__THE REQUEST__
Pick out every line of the records below that contains the string "board", matching case exactly, and copy each such line in full.

Point annotations for photos:
====================

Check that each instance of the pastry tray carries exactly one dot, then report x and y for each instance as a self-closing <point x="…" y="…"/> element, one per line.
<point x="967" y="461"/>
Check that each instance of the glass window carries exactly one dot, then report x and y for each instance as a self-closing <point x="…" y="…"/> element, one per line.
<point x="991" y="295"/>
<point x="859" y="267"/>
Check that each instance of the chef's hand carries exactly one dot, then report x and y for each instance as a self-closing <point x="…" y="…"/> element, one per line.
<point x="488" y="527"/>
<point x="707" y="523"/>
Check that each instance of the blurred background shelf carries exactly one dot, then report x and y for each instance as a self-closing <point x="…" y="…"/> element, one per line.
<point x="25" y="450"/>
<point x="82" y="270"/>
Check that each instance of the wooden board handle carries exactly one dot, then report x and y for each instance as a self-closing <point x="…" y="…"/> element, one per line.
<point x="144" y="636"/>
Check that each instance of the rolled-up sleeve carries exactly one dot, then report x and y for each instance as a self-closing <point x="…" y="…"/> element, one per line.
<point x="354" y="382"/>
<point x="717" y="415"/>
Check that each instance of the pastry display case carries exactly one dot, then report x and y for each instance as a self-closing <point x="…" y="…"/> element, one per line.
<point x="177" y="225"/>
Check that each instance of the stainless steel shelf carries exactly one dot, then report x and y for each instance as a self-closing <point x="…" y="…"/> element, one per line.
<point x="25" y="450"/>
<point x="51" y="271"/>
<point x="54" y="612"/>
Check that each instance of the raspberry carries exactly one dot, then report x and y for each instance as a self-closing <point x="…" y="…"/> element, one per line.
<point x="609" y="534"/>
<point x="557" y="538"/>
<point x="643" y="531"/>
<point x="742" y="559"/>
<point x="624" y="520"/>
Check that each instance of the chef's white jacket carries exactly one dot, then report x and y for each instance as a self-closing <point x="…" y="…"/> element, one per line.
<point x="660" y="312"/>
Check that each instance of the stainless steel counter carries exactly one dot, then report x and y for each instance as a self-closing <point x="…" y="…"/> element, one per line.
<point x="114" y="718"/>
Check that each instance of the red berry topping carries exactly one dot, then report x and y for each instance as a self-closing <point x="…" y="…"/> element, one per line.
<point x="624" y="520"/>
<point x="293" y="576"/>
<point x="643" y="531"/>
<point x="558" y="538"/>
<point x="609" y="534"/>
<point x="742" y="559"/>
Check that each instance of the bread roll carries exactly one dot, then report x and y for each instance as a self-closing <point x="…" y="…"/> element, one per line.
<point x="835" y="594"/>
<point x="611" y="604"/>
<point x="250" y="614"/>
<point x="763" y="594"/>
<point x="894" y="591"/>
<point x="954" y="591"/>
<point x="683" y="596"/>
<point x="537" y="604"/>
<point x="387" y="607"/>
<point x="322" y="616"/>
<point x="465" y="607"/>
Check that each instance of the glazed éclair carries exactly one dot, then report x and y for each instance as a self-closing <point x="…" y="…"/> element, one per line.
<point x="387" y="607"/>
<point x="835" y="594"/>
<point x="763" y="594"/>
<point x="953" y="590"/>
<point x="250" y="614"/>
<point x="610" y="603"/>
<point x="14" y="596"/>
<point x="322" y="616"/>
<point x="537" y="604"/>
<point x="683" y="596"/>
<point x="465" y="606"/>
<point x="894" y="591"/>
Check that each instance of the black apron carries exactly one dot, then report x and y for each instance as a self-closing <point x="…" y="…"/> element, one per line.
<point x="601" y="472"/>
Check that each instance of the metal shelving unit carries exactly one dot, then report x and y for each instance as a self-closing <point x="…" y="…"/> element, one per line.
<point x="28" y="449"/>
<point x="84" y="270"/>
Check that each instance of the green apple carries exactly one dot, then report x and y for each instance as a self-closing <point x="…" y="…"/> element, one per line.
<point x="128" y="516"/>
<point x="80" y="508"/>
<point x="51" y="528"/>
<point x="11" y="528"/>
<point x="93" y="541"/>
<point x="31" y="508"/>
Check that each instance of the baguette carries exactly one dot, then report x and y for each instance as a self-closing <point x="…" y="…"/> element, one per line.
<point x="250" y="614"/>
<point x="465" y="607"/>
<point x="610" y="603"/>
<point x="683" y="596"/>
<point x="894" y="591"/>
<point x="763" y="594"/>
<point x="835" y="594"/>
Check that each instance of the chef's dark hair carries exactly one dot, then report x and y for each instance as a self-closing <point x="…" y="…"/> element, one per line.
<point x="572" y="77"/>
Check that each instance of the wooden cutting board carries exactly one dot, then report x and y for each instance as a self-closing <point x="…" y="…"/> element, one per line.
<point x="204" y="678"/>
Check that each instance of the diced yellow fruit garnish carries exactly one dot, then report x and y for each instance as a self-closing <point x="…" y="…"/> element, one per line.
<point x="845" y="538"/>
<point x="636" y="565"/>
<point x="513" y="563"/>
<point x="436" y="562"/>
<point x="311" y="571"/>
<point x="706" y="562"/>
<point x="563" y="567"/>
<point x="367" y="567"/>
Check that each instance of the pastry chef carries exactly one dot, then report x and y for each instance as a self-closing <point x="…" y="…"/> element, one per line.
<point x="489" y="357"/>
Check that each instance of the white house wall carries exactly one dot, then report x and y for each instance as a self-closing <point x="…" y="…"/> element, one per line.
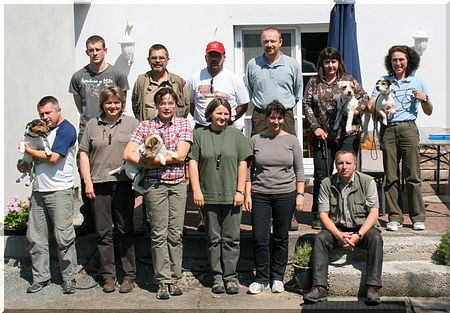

====================

__RESPONSE__
Check that each instance of the wooden board handle carries exactly one dot, then report x and y for each instance as a self-closing <point x="…" y="…"/> element, one per line.
Check that each instance of the wooden cutting board carries exactly one dot, then report x and y for each instance as a self-closing <point x="…" y="…"/> element, one per line.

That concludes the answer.